Start of DATA TO PROCESS

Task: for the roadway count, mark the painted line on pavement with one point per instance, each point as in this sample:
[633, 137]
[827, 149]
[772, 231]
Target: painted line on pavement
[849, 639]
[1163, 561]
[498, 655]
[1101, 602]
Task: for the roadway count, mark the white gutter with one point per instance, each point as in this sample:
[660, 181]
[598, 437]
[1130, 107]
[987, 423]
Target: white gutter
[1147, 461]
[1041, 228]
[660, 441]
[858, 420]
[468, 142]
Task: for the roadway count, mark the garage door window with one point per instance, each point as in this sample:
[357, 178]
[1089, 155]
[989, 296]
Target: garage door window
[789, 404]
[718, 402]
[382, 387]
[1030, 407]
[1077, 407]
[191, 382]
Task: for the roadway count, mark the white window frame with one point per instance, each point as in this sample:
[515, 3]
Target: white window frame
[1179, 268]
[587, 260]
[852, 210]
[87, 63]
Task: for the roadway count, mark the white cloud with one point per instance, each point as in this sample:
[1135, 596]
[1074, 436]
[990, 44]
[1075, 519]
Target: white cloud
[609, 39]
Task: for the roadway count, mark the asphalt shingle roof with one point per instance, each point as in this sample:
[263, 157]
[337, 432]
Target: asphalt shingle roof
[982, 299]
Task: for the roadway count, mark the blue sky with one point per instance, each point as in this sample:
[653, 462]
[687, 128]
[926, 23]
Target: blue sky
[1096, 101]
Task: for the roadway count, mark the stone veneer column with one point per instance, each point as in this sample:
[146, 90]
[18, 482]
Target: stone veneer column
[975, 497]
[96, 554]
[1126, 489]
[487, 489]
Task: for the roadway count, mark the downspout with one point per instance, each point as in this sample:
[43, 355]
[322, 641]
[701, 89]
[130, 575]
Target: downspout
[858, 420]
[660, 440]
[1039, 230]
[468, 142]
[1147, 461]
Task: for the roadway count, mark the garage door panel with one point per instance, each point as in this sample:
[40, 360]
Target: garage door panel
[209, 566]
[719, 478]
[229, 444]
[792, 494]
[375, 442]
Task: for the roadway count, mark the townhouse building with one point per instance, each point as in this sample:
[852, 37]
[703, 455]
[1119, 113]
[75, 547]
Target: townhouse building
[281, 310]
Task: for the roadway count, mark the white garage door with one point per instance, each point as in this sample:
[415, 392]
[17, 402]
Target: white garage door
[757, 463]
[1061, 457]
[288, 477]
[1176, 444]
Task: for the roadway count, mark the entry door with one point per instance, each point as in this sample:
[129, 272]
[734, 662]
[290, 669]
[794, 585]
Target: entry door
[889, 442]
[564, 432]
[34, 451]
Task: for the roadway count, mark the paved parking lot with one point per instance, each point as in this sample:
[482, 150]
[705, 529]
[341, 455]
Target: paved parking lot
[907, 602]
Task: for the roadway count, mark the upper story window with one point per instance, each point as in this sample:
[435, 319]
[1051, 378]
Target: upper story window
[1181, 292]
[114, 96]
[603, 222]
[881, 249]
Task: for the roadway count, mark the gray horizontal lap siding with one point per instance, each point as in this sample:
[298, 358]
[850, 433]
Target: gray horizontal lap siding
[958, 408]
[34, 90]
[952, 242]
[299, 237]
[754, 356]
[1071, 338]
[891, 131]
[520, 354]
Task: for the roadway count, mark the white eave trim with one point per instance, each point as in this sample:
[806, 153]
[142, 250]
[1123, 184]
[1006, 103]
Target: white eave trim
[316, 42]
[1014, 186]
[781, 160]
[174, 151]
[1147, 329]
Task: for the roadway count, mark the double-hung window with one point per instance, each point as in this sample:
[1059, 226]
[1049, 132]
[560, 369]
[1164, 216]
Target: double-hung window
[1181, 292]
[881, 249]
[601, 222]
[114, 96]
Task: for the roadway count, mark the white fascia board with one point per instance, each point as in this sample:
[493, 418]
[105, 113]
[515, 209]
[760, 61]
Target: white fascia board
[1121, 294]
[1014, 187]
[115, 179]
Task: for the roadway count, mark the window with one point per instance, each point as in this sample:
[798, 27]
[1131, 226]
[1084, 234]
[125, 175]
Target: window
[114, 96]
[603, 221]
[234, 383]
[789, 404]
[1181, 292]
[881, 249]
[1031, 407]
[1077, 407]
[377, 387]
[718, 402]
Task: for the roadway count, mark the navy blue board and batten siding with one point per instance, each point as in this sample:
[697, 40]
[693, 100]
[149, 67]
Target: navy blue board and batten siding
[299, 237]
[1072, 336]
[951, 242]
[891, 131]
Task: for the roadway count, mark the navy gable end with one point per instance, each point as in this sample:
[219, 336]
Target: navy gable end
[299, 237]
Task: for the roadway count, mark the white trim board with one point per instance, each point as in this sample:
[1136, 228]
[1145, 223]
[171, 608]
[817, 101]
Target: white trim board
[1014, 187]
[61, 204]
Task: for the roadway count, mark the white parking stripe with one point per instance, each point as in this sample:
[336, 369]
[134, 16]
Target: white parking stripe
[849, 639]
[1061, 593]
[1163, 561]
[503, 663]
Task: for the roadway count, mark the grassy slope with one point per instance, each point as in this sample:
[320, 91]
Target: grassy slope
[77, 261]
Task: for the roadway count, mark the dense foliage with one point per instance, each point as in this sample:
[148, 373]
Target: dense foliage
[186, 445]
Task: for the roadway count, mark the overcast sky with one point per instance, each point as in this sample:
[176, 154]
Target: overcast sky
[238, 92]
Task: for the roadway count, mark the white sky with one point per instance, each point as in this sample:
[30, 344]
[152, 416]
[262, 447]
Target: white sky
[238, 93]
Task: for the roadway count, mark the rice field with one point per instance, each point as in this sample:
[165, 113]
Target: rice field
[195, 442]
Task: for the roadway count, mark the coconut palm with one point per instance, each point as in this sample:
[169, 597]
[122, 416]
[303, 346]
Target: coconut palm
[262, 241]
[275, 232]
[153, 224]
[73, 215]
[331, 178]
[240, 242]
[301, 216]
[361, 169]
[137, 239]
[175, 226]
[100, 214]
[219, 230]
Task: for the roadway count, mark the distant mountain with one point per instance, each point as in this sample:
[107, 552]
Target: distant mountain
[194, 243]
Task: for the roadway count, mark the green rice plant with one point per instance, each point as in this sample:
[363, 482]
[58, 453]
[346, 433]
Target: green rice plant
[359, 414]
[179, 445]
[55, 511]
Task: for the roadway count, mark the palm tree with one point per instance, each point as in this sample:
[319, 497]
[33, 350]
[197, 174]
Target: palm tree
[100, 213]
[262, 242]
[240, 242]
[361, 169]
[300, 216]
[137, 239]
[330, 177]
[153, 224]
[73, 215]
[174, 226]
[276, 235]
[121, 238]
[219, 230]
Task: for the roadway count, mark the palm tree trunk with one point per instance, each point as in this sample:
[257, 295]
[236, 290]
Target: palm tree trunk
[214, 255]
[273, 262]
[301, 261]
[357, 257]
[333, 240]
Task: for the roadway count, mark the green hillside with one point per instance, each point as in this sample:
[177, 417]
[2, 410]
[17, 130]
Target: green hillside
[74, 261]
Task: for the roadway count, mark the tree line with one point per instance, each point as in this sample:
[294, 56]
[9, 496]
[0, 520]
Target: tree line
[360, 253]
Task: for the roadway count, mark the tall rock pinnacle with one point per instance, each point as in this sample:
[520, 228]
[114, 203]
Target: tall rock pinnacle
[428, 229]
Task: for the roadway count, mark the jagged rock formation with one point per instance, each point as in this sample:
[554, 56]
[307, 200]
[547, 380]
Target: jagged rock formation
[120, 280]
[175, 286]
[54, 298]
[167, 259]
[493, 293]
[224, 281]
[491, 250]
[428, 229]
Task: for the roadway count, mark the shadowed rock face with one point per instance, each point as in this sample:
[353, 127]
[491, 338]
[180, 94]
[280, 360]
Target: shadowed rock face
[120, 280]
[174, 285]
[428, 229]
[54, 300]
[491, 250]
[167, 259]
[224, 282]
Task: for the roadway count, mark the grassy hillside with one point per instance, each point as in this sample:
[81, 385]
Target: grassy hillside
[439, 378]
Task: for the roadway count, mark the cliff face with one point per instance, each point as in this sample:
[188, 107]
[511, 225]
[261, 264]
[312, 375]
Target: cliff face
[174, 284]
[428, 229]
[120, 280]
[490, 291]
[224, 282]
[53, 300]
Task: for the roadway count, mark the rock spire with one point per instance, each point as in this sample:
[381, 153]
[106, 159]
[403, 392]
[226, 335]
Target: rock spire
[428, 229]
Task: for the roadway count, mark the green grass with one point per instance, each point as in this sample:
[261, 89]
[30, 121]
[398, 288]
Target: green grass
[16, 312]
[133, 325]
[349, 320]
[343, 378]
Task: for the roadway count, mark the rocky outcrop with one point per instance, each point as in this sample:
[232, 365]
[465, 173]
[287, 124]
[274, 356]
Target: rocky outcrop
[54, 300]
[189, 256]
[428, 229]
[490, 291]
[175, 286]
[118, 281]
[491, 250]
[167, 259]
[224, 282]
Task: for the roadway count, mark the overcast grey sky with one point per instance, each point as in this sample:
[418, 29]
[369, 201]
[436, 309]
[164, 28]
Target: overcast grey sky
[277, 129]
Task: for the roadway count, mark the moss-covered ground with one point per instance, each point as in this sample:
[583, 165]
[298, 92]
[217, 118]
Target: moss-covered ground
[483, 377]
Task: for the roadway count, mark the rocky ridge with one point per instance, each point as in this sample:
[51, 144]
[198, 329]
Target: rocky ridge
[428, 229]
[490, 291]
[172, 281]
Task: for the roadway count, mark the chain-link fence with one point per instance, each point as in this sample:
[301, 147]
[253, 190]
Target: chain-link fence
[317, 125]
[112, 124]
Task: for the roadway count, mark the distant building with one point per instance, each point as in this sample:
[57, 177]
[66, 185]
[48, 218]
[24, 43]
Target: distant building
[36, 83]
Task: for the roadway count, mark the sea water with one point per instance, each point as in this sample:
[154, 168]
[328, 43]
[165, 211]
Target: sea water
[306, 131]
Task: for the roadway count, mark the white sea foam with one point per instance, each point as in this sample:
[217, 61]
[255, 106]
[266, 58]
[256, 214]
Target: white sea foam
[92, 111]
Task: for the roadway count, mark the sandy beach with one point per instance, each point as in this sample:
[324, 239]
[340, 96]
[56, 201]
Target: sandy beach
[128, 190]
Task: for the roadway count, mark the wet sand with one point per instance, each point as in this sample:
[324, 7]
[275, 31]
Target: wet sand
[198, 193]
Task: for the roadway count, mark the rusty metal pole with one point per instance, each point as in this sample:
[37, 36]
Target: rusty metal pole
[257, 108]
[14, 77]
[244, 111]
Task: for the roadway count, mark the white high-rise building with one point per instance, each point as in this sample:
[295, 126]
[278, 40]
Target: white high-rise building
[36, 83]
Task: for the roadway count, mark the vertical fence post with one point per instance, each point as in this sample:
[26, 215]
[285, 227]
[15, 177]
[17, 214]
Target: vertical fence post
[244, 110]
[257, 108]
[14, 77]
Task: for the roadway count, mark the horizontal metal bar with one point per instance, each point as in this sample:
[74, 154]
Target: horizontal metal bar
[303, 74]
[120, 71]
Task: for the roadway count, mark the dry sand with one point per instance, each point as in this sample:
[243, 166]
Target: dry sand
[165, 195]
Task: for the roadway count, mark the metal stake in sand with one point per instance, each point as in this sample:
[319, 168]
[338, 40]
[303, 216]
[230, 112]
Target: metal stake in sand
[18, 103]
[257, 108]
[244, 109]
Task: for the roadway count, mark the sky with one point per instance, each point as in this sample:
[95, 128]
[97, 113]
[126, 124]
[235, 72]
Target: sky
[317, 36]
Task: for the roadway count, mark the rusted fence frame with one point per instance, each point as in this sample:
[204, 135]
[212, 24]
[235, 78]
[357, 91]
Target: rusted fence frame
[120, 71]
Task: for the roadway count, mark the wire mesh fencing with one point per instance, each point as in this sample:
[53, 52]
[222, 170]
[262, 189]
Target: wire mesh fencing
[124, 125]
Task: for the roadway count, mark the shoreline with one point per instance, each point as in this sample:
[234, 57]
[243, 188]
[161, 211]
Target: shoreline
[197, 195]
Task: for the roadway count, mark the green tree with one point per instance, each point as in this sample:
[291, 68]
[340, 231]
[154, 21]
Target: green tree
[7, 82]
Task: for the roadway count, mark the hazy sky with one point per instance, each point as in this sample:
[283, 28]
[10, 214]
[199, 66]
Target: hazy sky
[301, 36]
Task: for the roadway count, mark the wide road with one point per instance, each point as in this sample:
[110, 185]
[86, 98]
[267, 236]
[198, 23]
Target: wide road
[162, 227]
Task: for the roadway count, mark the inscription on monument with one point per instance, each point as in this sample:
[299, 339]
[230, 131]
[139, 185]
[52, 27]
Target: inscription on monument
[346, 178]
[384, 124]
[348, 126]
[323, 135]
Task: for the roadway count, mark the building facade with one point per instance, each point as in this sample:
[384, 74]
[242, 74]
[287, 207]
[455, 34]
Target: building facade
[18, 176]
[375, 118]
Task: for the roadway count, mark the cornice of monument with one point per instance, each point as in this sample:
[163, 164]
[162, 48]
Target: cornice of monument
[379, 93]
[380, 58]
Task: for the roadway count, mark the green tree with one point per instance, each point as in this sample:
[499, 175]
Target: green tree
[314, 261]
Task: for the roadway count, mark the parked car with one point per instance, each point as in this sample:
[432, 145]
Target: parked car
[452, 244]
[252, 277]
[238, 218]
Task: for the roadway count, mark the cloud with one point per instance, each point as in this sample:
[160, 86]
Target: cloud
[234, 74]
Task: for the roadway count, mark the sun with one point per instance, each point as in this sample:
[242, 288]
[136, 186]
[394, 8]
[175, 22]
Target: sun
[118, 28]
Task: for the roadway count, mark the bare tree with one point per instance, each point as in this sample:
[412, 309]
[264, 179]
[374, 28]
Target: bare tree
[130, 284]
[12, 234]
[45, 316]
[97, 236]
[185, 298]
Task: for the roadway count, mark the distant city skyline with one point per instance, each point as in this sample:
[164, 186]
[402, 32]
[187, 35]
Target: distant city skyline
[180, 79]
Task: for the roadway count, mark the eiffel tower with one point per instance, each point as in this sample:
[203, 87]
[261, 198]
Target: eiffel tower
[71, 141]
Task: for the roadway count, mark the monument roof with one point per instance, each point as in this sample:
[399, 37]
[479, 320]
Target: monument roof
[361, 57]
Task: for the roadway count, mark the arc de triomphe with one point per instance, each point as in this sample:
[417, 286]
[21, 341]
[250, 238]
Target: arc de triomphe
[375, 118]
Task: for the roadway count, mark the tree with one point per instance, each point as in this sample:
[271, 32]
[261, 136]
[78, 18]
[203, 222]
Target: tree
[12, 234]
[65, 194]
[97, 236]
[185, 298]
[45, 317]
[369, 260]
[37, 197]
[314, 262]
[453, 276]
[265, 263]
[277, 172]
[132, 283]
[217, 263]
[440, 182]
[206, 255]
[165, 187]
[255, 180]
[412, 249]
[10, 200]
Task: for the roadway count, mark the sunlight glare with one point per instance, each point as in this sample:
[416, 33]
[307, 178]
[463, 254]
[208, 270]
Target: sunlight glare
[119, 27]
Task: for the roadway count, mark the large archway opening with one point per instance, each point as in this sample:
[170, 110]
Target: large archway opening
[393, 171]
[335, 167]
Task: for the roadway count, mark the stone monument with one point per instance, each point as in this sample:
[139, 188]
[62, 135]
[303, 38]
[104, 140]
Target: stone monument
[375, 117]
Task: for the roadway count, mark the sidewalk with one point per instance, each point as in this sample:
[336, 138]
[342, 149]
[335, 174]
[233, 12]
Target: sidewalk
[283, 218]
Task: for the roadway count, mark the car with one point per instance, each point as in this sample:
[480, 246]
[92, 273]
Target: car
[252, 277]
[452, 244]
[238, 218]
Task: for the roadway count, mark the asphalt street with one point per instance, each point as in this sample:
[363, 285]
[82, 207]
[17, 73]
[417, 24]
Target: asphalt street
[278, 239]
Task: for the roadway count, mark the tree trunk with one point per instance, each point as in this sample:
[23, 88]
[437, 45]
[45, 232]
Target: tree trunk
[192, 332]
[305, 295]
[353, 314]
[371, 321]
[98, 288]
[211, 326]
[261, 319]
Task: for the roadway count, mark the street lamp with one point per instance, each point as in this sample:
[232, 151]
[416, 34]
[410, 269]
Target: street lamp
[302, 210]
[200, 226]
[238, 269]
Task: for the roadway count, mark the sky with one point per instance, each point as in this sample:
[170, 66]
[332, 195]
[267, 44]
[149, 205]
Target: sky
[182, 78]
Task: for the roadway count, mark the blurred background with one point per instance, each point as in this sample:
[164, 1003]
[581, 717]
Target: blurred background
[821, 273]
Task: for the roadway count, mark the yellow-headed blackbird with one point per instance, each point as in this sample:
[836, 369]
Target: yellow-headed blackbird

End of DATA TO PROCESS

TASK DETAILS: Take the lines above from the one holding "Task: for the roadway count, mark the blurred" to the last and output them exactly.

WORKED SOLUTION:
Task: for the roadway count, mark the blurred background with one point per instance, each point as in this sample:
[164, 1003]
[581, 717]
Target: blurred background
[821, 273]
Task: for the roadway count, mark the yellow-headed blackbird with one point per instance, each point as in this sample:
[836, 369]
Target: yellow-headed blackbird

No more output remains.